[Records pointing to named objects]
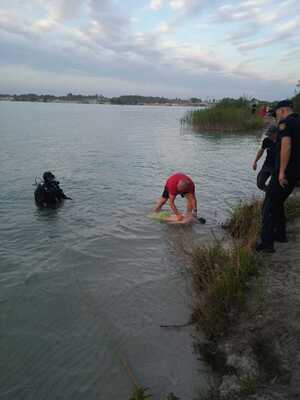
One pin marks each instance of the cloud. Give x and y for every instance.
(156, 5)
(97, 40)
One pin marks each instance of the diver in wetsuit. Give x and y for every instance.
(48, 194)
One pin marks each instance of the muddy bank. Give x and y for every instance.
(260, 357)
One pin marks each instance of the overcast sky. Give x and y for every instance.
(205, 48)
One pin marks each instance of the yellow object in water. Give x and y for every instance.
--
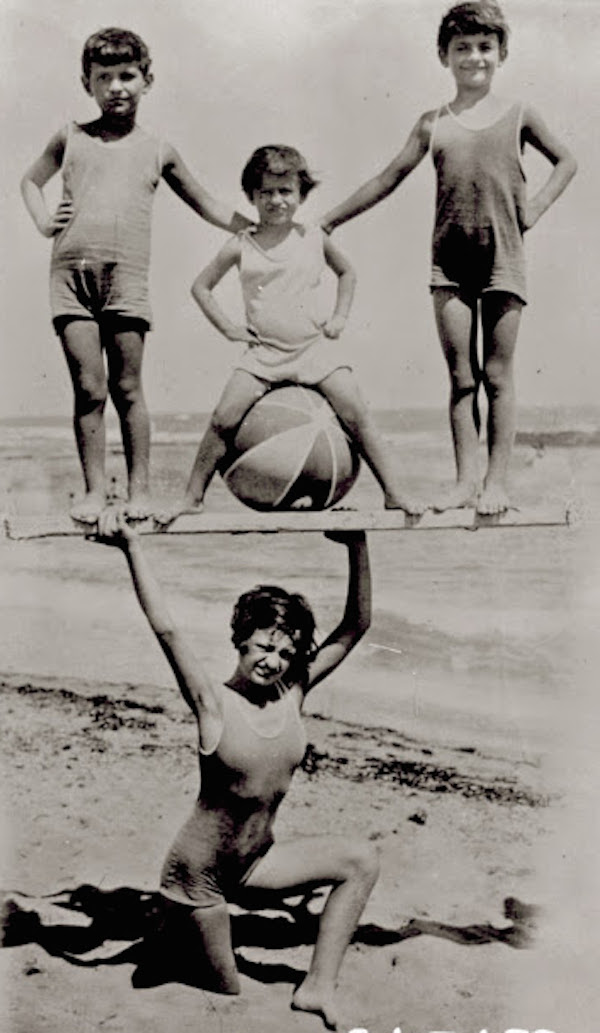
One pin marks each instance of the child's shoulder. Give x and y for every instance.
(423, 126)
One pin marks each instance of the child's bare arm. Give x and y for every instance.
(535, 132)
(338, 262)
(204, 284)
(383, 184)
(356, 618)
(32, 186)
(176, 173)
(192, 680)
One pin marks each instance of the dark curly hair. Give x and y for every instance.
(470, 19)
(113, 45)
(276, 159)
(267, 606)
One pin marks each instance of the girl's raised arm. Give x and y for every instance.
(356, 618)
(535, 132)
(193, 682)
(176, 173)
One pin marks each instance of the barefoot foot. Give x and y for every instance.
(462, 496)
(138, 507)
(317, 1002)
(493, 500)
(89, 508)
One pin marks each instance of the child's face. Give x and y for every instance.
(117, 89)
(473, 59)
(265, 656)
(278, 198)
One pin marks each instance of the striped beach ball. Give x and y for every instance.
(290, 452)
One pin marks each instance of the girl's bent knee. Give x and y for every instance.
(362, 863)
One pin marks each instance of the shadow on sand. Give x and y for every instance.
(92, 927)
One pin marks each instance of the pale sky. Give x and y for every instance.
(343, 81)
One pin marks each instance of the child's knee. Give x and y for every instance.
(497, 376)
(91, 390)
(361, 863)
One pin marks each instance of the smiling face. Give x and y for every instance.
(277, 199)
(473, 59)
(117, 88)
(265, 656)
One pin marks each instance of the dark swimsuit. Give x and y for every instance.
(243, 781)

- **To be done**: Locate each line in the items above that contains the string "girl", and copy those lines.

- **Result for this exercise**:
One pin marks each instance of the girl's raised arm. Give x and y for every instance.
One pin marks each instance of the girl's bent knee. Give x and y for every instance.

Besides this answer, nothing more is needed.